Excerpt provided

A recent dust up at Duke Divinity school about inclusiveness and diversity, especially concerning the LBGTQ community has created more questions than answers.

Here is what is not in question.  During a panel presentation on diversity, Duke Divinity School Dean, Richard Hays stood and read from the Book of Discipline the official position of the United Methodist Church on Homosexuality.  This position includes the claim that “the practice of homosexuality is incompatible with Christian teaching.”  Following this, students planned a “protest” at which they gathered and handed out rainbow ribbons before participating in the school’s convocation, and Richard Hays released a letter defending his comments.

By itself, the fact that Hays read from the Book of Discipline is ambiguous.  In order to evaluate what was happening, we need more information.  What did he say before and after he read this passage? Was Hays endorsing this claim?  Was he suggesting that this was also the position of Duke Div School as a United Methodist Seminary?  Was he speaking as Dean, or just as another participant in the audience?  Was he speaking in reaction to particular statements by the panelists or audience, or was he making a general statement?  Did his statement (intentionally or unintentionally) undermine the authority of those who were on the panel?

Unfortunately, this is the point at which things become really, really muddy.  Part of this is to be expected.  This is a topic on which people’s passions are strong, and people are bound to perceive statements and actions through the filter of their own presuppositions.  However, the differences in accounts here appear, to my judgment at least, to go beyond this.

Take for instance the question of to what Hays’ statement was responding.  According to Lizzie McManus-Dail, a first year student at Duke, Hays was responding to a question she had asked about “how to combat heteronormativity.”  According to this account, Hays was concerned about the nature of the question.  Only after two faculty members had responded to the question did Hays feel it necessary to interject.  Hays’ own account entirely lacks this context.  In fact, it entirely lacks any mention of the panel on diversity at all.  Rather, Hays suggests the following context: “At the orientation session on Friday, Aug. 22, in my role as Dean of the Divinity School, I talked to entering students …”  This makes it sound as if Hays was offering a general statement external to any dialogical framework, perhaps to put the panel itself in context.

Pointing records

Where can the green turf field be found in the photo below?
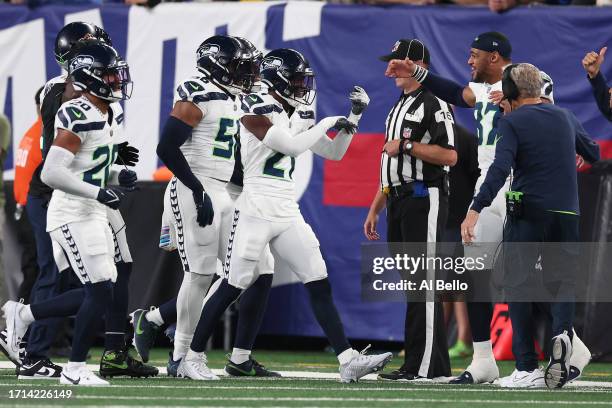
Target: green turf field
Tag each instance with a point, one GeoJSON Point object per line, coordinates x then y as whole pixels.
{"type": "Point", "coordinates": [246, 392]}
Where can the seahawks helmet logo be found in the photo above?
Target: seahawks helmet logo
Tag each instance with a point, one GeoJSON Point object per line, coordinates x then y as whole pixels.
{"type": "Point", "coordinates": [81, 61]}
{"type": "Point", "coordinates": [272, 63]}
{"type": "Point", "coordinates": [208, 50]}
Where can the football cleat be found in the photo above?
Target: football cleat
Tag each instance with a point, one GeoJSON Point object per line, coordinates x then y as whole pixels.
{"type": "Point", "coordinates": [38, 370]}
{"type": "Point", "coordinates": [121, 363]}
{"type": "Point", "coordinates": [523, 379]}
{"type": "Point", "coordinates": [362, 364]}
{"type": "Point", "coordinates": [579, 359]}
{"type": "Point", "coordinates": [145, 333]}
{"type": "Point", "coordinates": [81, 376]}
{"type": "Point", "coordinates": [399, 375]}
{"type": "Point", "coordinates": [15, 329]}
{"type": "Point", "coordinates": [480, 371]}
{"type": "Point", "coordinates": [557, 371]}
{"type": "Point", "coordinates": [18, 358]}
{"type": "Point", "coordinates": [250, 368]}
{"type": "Point", "coordinates": [194, 367]}
{"type": "Point", "coordinates": [172, 366]}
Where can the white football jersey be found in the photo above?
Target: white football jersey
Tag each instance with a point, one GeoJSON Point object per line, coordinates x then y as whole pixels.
{"type": "Point", "coordinates": [210, 149]}
{"type": "Point", "coordinates": [268, 173]}
{"type": "Point", "coordinates": [486, 114]}
{"type": "Point", "coordinates": [98, 133]}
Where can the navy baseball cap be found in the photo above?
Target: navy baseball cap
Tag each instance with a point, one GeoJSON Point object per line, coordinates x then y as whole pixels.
{"type": "Point", "coordinates": [493, 41]}
{"type": "Point", "coordinates": [413, 49]}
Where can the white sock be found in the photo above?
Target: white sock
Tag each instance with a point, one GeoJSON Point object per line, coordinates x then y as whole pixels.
{"type": "Point", "coordinates": [154, 316]}
{"type": "Point", "coordinates": [182, 342]}
{"type": "Point", "coordinates": [483, 349]}
{"type": "Point", "coordinates": [240, 356]}
{"type": "Point", "coordinates": [26, 314]}
{"type": "Point", "coordinates": [75, 365]}
{"type": "Point", "coordinates": [346, 356]}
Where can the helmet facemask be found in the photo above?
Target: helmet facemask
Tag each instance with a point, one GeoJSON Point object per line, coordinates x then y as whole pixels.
{"type": "Point", "coordinates": [112, 83]}
{"type": "Point", "coordinates": [245, 74]}
{"type": "Point", "coordinates": [300, 88]}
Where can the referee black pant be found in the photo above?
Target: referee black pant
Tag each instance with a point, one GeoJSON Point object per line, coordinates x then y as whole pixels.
{"type": "Point", "coordinates": [421, 219]}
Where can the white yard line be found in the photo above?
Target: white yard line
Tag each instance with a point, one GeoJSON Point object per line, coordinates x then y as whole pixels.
{"type": "Point", "coordinates": [339, 399]}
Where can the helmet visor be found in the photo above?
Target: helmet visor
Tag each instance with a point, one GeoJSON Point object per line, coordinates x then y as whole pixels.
{"type": "Point", "coordinates": [304, 87]}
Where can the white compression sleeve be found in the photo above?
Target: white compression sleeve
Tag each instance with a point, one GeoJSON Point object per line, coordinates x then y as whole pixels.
{"type": "Point", "coordinates": [280, 139]}
{"type": "Point", "coordinates": [57, 175]}
{"type": "Point", "coordinates": [336, 148]}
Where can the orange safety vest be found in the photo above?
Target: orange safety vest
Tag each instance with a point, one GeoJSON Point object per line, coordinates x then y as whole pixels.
{"type": "Point", "coordinates": [28, 157]}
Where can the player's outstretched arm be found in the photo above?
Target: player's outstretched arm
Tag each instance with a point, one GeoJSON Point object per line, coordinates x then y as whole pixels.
{"type": "Point", "coordinates": [56, 172]}
{"type": "Point", "coordinates": [183, 118]}
{"type": "Point", "coordinates": [335, 149]}
{"type": "Point", "coordinates": [445, 89]}
{"type": "Point", "coordinates": [279, 139]}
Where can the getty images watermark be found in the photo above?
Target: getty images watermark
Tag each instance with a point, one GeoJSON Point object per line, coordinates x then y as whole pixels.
{"type": "Point", "coordinates": [404, 263]}
{"type": "Point", "coordinates": [486, 272]}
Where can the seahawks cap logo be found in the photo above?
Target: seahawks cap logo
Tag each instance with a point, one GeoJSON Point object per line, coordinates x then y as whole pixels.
{"type": "Point", "coordinates": [81, 61]}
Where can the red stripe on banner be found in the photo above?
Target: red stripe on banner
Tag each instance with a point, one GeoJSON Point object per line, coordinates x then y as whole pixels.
{"type": "Point", "coordinates": [353, 180]}
{"type": "Point", "coordinates": [605, 149]}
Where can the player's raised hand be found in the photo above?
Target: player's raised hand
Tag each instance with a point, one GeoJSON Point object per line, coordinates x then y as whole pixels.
{"type": "Point", "coordinates": [204, 209]}
{"type": "Point", "coordinates": [369, 227]}
{"type": "Point", "coordinates": [127, 179]}
{"type": "Point", "coordinates": [111, 197]}
{"type": "Point", "coordinates": [400, 69]}
{"type": "Point", "coordinates": [496, 97]}
{"type": "Point", "coordinates": [468, 225]}
{"type": "Point", "coordinates": [126, 154]}
{"type": "Point", "coordinates": [330, 121]}
{"type": "Point", "coordinates": [359, 100]}
{"type": "Point", "coordinates": [392, 147]}
{"type": "Point", "coordinates": [592, 62]}
{"type": "Point", "coordinates": [345, 124]}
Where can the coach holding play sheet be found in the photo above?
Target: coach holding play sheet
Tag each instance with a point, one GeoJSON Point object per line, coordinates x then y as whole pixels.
{"type": "Point", "coordinates": [538, 141]}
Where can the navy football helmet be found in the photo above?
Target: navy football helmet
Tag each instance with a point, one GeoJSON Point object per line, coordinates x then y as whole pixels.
{"type": "Point", "coordinates": [222, 60]}
{"type": "Point", "coordinates": [287, 72]}
{"type": "Point", "coordinates": [247, 71]}
{"type": "Point", "coordinates": [97, 68]}
{"type": "Point", "coordinates": [72, 33]}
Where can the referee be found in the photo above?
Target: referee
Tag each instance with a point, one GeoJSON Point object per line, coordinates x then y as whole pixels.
{"type": "Point", "coordinates": [419, 140]}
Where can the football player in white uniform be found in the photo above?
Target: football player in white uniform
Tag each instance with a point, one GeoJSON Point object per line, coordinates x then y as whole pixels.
{"type": "Point", "coordinates": [273, 133]}
{"type": "Point", "coordinates": [244, 65]}
{"type": "Point", "coordinates": [116, 359]}
{"type": "Point", "coordinates": [78, 169]}
{"type": "Point", "coordinates": [197, 145]}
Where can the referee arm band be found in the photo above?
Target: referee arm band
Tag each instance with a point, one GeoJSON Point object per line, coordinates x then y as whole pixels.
{"type": "Point", "coordinates": [447, 90]}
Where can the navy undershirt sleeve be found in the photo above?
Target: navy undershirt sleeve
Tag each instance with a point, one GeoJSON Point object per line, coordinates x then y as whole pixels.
{"type": "Point", "coordinates": [174, 135]}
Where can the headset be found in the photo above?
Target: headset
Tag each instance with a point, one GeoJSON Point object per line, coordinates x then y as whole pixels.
{"type": "Point", "coordinates": [509, 88]}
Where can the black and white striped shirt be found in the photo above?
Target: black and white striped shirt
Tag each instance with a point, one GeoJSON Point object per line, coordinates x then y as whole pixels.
{"type": "Point", "coordinates": [420, 117]}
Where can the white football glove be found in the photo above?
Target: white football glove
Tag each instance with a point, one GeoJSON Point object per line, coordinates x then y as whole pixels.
{"type": "Point", "coordinates": [359, 100]}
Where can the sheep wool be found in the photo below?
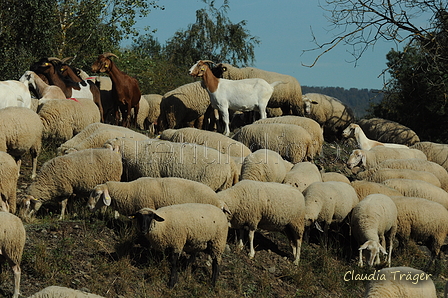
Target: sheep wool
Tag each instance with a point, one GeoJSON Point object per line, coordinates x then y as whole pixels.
{"type": "Point", "coordinates": [12, 242]}
{"type": "Point", "coordinates": [265, 165]}
{"type": "Point", "coordinates": [266, 205]}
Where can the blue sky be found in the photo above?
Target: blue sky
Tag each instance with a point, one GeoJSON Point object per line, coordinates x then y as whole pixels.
{"type": "Point", "coordinates": [283, 26]}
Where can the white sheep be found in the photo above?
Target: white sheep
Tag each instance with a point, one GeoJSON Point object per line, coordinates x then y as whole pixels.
{"type": "Point", "coordinates": [21, 131]}
{"type": "Point", "coordinates": [129, 197]}
{"type": "Point", "coordinates": [292, 142]}
{"type": "Point", "coordinates": [396, 282]}
{"type": "Point", "coordinates": [64, 118]}
{"type": "Point", "coordinates": [372, 220]}
{"type": "Point", "coordinates": [419, 189]}
{"type": "Point", "coordinates": [157, 158]}
{"type": "Point", "coordinates": [329, 112]}
{"type": "Point", "coordinates": [9, 174]}
{"type": "Point", "coordinates": [288, 96]}
{"type": "Point", "coordinates": [422, 220]}
{"type": "Point", "coordinates": [75, 173]}
{"type": "Point", "coordinates": [371, 158]}
{"type": "Point", "coordinates": [210, 139]}
{"type": "Point", "coordinates": [313, 128]}
{"type": "Point", "coordinates": [381, 174]}
{"type": "Point", "coordinates": [190, 227]}
{"type": "Point", "coordinates": [265, 165]}
{"type": "Point", "coordinates": [388, 131]}
{"type": "Point", "coordinates": [237, 95]}
{"type": "Point", "coordinates": [12, 240]}
{"type": "Point", "coordinates": [95, 135]}
{"type": "Point", "coordinates": [302, 175]}
{"type": "Point", "coordinates": [266, 205]}
{"type": "Point", "coordinates": [14, 94]}
{"type": "Point", "coordinates": [364, 188]}
{"type": "Point", "coordinates": [62, 292]}
{"type": "Point", "coordinates": [364, 143]}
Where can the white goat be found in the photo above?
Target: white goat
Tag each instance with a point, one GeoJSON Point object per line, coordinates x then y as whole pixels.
{"type": "Point", "coordinates": [237, 95]}
{"type": "Point", "coordinates": [14, 94]}
{"type": "Point", "coordinates": [364, 143]}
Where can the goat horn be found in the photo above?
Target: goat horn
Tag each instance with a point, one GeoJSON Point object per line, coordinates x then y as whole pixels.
{"type": "Point", "coordinates": [109, 54]}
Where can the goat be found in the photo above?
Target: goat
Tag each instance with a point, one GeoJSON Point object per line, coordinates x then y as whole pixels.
{"type": "Point", "coordinates": [237, 95]}
{"type": "Point", "coordinates": [125, 90]}
{"type": "Point", "coordinates": [364, 143]}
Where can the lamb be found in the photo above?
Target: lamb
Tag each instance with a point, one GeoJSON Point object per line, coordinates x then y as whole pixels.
{"type": "Point", "coordinates": [310, 125]}
{"type": "Point", "coordinates": [9, 171]}
{"type": "Point", "coordinates": [292, 142]}
{"type": "Point", "coordinates": [190, 227]}
{"type": "Point", "coordinates": [12, 239]}
{"type": "Point", "coordinates": [266, 205]}
{"type": "Point", "coordinates": [416, 221]}
{"type": "Point", "coordinates": [265, 165]}
{"type": "Point", "coordinates": [329, 112]}
{"type": "Point", "coordinates": [302, 175]}
{"type": "Point", "coordinates": [373, 219]}
{"type": "Point", "coordinates": [129, 197]}
{"type": "Point", "coordinates": [62, 292]}
{"type": "Point", "coordinates": [21, 131]}
{"type": "Point", "coordinates": [210, 139]}
{"type": "Point", "coordinates": [420, 189]}
{"type": "Point", "coordinates": [95, 135]}
{"type": "Point", "coordinates": [64, 118]}
{"type": "Point", "coordinates": [401, 282]}
{"type": "Point", "coordinates": [364, 143]}
{"type": "Point", "coordinates": [156, 158]}
{"type": "Point", "coordinates": [364, 188]}
{"type": "Point", "coordinates": [75, 173]}
{"type": "Point", "coordinates": [371, 158]}
{"type": "Point", "coordinates": [381, 174]}
{"type": "Point", "coordinates": [388, 131]}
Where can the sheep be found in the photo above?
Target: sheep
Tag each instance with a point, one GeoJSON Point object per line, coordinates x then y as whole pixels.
{"type": "Point", "coordinates": [329, 112]}
{"type": "Point", "coordinates": [292, 142]}
{"type": "Point", "coordinates": [302, 175]}
{"type": "Point", "coordinates": [310, 125]}
{"type": "Point", "coordinates": [62, 292]}
{"type": "Point", "coordinates": [388, 131]}
{"type": "Point", "coordinates": [129, 197]}
{"type": "Point", "coordinates": [12, 240]}
{"type": "Point", "coordinates": [265, 165]}
{"type": "Point", "coordinates": [210, 139]}
{"type": "Point", "coordinates": [401, 282]}
{"type": "Point", "coordinates": [371, 158]}
{"type": "Point", "coordinates": [364, 188]}
{"type": "Point", "coordinates": [381, 174]}
{"type": "Point", "coordinates": [372, 220]}
{"type": "Point", "coordinates": [156, 158]}
{"type": "Point", "coordinates": [64, 118]}
{"type": "Point", "coordinates": [266, 205]}
{"type": "Point", "coordinates": [9, 171]}
{"type": "Point", "coordinates": [189, 227]}
{"type": "Point", "coordinates": [14, 94]}
{"type": "Point", "coordinates": [420, 189]}
{"type": "Point", "coordinates": [75, 173]}
{"type": "Point", "coordinates": [364, 143]}
{"type": "Point", "coordinates": [422, 220]}
{"type": "Point", "coordinates": [418, 165]}
{"type": "Point", "coordinates": [21, 131]}
{"type": "Point", "coordinates": [334, 176]}
{"type": "Point", "coordinates": [288, 96]}
{"type": "Point", "coordinates": [237, 95]}
{"type": "Point", "coordinates": [184, 106]}
{"type": "Point", "coordinates": [95, 135]}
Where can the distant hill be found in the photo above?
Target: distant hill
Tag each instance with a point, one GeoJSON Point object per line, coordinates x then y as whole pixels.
{"type": "Point", "coordinates": [357, 99]}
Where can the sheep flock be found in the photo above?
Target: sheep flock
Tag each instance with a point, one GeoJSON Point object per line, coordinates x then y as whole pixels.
{"type": "Point", "coordinates": [193, 201]}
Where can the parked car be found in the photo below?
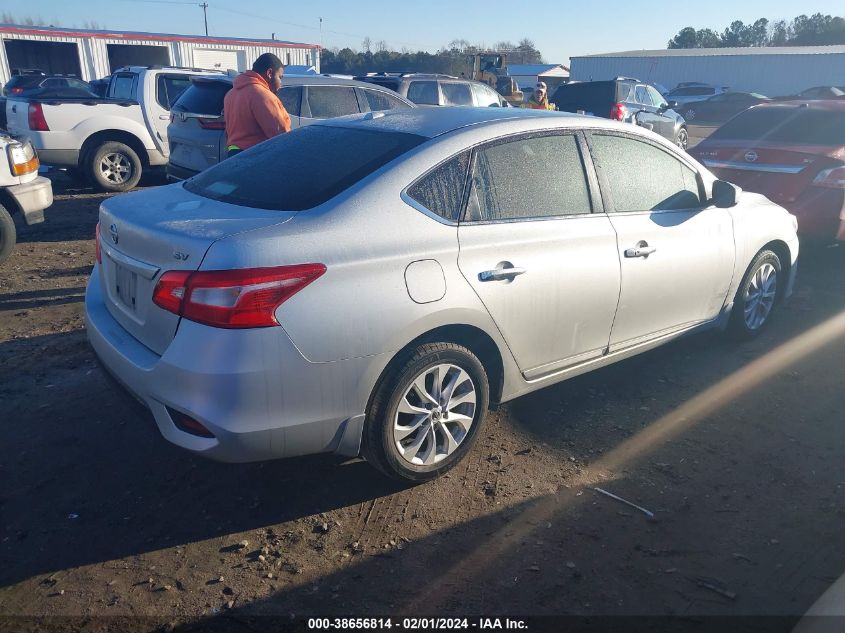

Job A
In the post on the Duke Divinity School controversy, what is the Spanish translation of the sentence "In order to evaluate what was happening, we need more information."?
Job B
Answer these questions from the Duke Divinity School post.
(i) What did the students hand out at their "protest"?
(ii) According to Lizzie McManus-Dail, how many faculty members responded to her question before Hays interjected?
(iii) On what date was the orientation session that Hays mentions in his own account?
Job C
Edit the Duke Divinity School post by rewriting the passage between "A recent dust" and "questions than answers.", inclusive, with "dust up" changed to "controversy".
The records were taken from a separate source.

Written solution A
Para evaluar lo que estaba sucediendo, necesitamos más información.

Written solution B
(i) Rainbow ribbons
(ii) Two
(iii) Friday, Aug. 22

Written solution C
A recent controversy at Duke Divinity school about inclusiveness and diversity, especially concerning the LBGTQ community has created more questions than answers.